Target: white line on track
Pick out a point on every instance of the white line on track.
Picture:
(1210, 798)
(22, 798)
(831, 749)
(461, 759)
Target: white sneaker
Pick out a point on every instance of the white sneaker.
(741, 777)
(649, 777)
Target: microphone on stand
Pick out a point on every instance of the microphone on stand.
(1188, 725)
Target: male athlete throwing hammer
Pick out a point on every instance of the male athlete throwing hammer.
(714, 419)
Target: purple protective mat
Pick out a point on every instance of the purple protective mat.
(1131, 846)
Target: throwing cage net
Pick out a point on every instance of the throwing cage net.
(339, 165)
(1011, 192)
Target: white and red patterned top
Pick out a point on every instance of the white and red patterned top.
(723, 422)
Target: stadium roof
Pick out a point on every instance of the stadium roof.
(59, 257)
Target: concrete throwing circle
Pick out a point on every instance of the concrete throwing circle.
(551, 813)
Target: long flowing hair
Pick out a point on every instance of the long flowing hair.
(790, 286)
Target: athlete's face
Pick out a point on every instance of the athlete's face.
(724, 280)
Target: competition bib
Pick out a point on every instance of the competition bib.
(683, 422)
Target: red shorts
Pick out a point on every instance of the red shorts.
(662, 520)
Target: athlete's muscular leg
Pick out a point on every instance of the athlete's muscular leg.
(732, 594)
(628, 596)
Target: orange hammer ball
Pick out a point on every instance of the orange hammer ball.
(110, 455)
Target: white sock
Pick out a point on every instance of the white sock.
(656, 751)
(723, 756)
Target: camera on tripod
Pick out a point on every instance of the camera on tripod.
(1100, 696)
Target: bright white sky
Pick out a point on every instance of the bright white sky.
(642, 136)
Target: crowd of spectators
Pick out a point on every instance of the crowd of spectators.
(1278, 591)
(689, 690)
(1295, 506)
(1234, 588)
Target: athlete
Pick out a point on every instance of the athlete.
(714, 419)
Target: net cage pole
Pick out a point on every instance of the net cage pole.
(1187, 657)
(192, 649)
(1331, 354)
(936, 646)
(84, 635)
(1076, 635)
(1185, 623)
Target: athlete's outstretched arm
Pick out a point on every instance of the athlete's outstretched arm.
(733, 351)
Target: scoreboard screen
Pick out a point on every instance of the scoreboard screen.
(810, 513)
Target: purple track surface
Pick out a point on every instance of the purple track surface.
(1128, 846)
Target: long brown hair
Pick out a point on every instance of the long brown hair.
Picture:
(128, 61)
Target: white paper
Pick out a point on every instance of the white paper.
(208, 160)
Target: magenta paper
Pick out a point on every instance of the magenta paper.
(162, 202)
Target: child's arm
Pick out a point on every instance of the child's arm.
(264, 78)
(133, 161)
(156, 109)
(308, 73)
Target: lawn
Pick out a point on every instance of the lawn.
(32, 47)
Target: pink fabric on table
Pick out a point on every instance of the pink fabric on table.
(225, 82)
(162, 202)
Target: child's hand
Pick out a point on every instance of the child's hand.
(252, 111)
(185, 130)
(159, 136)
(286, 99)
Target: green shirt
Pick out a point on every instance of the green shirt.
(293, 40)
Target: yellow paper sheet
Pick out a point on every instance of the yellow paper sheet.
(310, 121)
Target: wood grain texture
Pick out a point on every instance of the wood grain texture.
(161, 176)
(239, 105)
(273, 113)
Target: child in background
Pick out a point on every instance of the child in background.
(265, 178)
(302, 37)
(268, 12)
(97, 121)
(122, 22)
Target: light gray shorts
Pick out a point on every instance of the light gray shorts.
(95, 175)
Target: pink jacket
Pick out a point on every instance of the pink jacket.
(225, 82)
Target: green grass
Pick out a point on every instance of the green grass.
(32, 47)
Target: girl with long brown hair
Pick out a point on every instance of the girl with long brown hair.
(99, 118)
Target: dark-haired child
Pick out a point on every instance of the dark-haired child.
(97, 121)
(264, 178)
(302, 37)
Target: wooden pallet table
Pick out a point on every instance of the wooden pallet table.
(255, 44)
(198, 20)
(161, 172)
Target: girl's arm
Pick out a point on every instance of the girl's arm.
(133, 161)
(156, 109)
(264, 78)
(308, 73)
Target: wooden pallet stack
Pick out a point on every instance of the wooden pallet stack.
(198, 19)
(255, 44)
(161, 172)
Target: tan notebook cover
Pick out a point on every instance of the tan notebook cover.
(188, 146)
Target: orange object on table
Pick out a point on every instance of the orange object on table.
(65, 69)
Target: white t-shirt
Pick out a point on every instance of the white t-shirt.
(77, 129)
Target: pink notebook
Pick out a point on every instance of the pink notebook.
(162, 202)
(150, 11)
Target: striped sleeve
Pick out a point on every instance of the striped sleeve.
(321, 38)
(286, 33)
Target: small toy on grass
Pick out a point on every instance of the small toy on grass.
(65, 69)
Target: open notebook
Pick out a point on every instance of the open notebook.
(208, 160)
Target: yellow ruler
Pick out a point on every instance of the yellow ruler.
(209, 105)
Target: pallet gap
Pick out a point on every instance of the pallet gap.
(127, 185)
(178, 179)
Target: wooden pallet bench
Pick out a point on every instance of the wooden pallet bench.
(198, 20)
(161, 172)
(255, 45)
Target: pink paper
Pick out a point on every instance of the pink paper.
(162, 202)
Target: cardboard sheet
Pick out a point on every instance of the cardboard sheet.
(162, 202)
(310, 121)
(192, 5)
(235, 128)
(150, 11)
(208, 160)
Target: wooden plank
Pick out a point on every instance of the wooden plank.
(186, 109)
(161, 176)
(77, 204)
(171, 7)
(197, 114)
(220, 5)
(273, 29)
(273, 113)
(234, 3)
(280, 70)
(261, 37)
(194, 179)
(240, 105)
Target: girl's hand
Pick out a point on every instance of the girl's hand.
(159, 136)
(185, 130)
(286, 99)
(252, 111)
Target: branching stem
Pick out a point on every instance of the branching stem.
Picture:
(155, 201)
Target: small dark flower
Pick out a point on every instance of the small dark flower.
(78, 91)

**Set problem**: Would you copy out each line exactly as written?

**Solution to this exercise**:
Target: white line on track
Pick out a point on every instance of the white line on track.
Picture:
(1210, 798)
(22, 798)
(831, 749)
(461, 759)
Target: white sneaker
Pick out a point on every instance of the white sneaker.
(741, 777)
(649, 777)
Target: microphone on stand
Pick out a point on every instance of the microphone on stand.
(1188, 725)
Target: male athlete throwing hammer
Pick out a point on every instance of the male athlete throwing hammer.
(714, 419)
Target: purple protective mat
Pick out a point on every instance of the purple protective mat.
(1131, 846)
Target: throwing cage net
Pick out a point on every instance of the throwing cage net.
(339, 165)
(1011, 192)
Target: white and red patterned top
Pick out a point on every instance of the white and red patterned top.
(723, 422)
Target: stadium roof
Pick out a point on every instance of the stadium roof.
(59, 257)
Target: concrete throwing circle
Pick out a point on every instance of the concrete throwing circle.
(551, 813)
Target: long flowing hair
Pick out a point on every instance of the long flowing hair.
(790, 286)
Target: athlete's face
Pick out a point on every instance of the athlete's face.
(724, 280)
Target: competition bib
Pick out a point on every instance of the competition bib.
(683, 422)
Target: red shorts
Pick out a point on every instance of the red shorts.
(662, 520)
Target: athlete's muscular leg
Pick out a point on every instance of the athlete's muscular leg.
(732, 594)
(628, 596)
Target: orange hammer ball
Pick out a point on every instance of the orange hammer ball.
(110, 455)
Target: white sock
Pick out a point on every instance of the white sock.
(656, 751)
(723, 756)
Target: camera on tripod
Pick out a point on every instance of the camera on tripod.
(1100, 696)
Target: bright white sky
Pick out a point on every instance of the bright white sky.
(642, 136)
Target: crowd of spectators
Pick out a point on every instance of the crowd of spectators.
(1278, 591)
(689, 690)
(1295, 506)
(1234, 588)
Target: athlete
Pick out a point on every instance of the athlete.
(714, 419)
Target: net cage pole
Pick out a point on every instance of the net cage pole.
(1187, 657)
(192, 649)
(1331, 354)
(936, 646)
(84, 635)
(1076, 635)
(1185, 623)
Target: athlete's outstretched arm
Pick out a point on every instance of the athlete's outstretched arm.
(733, 351)
Target: scoreboard screen
Pick out a point on every instance of the scoreboard screen.
(810, 513)
Target: purple track surface
Pick out a point on every instance of the purple track surface.
(1128, 846)
Target: long brown hair
Pick out a point on every instance of the long brown hair.
Picture:
(128, 61)
Target: white paper
Pick out a point on every instance of the white paper.
(208, 160)
Target: magenta paper
Pick out a point on every instance of the magenta paper.
(162, 202)
Target: child's arm
Pick out a point on every instance of the child's arm.
(264, 78)
(133, 161)
(156, 109)
(308, 73)
Target: lawn
Pick out a point on every instance of the lawn.
(32, 47)
Target: pink fabric on table
Pick out a point on every instance of the pink fabric on table.
(225, 82)
(162, 202)
Target: child's hand
Pick out a point on every instance of the child's hand.
(252, 111)
(185, 130)
(159, 136)
(286, 99)
Target: green shirt
Pick out a point on every instance of the green shirt.
(293, 40)
Target: yellow paper sheet
Pick out a point on every instance of the yellow paper sheet.
(310, 121)
Target: wood grain texture
Pick out a point on every instance of the wood grain texture.
(161, 176)
(239, 105)
(273, 113)
Target: child in background
Pick out a point on every instance of the child in background.
(265, 178)
(302, 37)
(268, 12)
(97, 121)
(122, 22)
Target: light gray shorts
Pick out a point on every instance of the light gray shorts.
(95, 175)
Target: pink jacket
Pick out a point on every instance of the pink jacket.
(225, 82)
Target: green grass
Pick out a point on every instance of the green grass.
(32, 47)
Target: girl with long brown hair
Pick out a point on every instance of the girl with long brown hair.
(99, 118)
Target: dark-haired child
Pick out a point on every instance of the dark-haired child.
(97, 121)
(264, 178)
(302, 37)
Target: wooden pallet table
Pick out a point on every instance of the wooden pallet table.
(255, 44)
(198, 20)
(161, 172)
Target: girl's arm
Pick out a point on every instance of the girl's arm.
(133, 161)
(156, 109)
(264, 78)
(308, 73)
Target: wooden pallet stack
Pick out a point on every instance of the wooden pallet stack.
(198, 19)
(255, 44)
(161, 172)
Target: tan notebook cover
Pick out a point on every instance of the tan notebook cover.
(188, 146)
Target: orange object on table
Pick out a point on every instance of the orange object on table.
(65, 69)
Target: white t-shirt
Pick out a point on every instance of the white t-shirt.
(77, 129)
Target: pink notebook
Pick out a point on every instance of the pink notebook.
(162, 202)
(150, 11)
Target: striped sleeve
Pick out a point on every instance of the striped sleeve.
(321, 38)
(286, 33)
Target: small toy on grass
Pick out a point on every instance of the small toy on grass.
(65, 69)
Target: open notebook
Pick out a point on every instance of the open notebook.
(208, 160)
Target: yellow ruler
Pick out a point on every instance of the yellow ruler.
(209, 105)
Target: pallet gap
Pick out a point on every instance of the pallet gap.
(127, 185)
(178, 179)
Target: wooden pallet bench
Pick out a point on every instance of the wooden pallet bench.
(198, 20)
(161, 172)
(255, 45)
Target: pink paper
Pick out a point on every instance of the pink paper.
(162, 202)
Target: cardboard sheet
Pick out a point on every instance of the cardboard sheet.
(162, 202)
(310, 121)
(192, 5)
(235, 128)
(150, 11)
(208, 160)
Target: wooden plank
Pick out a point on every instance of the wooden plank.
(186, 109)
(161, 176)
(77, 204)
(171, 7)
(197, 114)
(220, 5)
(273, 29)
(273, 113)
(234, 3)
(280, 70)
(261, 37)
(194, 179)
(240, 105)
Target: girl's hand
Pick out a point on every instance of the girl's hand.
(159, 136)
(185, 130)
(286, 99)
(252, 111)
Target: branching stem
Pick out a point on every instance of the branching stem.
Picture:
(155, 201)
Target: small dark flower
Pick out a point on every instance of the small dark flower.
(78, 91)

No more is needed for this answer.